- [REQUIRED TASK] Which lines in the rows below contain the word "every"? Gather each one and copy it out in full.

#### RECORDS FOR THE TASK

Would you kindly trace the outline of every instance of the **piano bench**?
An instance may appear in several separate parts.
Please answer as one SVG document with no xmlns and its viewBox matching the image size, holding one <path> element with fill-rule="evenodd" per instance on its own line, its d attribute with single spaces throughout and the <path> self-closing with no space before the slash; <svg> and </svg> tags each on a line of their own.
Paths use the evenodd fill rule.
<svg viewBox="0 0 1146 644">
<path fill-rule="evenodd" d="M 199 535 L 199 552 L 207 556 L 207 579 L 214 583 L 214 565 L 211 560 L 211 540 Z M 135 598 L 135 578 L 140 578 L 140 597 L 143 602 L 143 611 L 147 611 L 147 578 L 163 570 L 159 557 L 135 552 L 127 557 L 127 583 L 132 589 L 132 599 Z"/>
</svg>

########
#### RECORDS FOR THE TASK

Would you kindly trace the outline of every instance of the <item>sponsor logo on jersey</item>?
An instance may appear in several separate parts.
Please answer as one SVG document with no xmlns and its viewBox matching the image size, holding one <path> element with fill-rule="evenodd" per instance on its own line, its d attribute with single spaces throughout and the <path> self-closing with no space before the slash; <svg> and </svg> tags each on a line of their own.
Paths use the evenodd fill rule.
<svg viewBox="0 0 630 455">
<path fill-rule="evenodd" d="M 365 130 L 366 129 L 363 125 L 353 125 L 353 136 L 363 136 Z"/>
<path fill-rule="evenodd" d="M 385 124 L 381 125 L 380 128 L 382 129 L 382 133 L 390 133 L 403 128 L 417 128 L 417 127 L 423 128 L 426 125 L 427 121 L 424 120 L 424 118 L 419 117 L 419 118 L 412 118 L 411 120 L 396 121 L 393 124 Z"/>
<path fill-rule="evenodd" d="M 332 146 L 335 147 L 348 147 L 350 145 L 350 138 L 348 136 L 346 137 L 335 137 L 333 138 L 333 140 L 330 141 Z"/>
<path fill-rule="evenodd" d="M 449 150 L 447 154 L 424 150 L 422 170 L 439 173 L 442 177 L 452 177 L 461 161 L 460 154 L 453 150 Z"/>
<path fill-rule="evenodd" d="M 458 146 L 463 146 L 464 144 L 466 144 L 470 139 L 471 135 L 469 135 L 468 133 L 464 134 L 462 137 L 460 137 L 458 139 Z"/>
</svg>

########

- [RESPONSE TO THE TASK]
Would you kindly trace the outline of every instance of the **piano bench**?
Would you kindly trace the outline of every instance of the <item>sponsor logo on jersey</item>?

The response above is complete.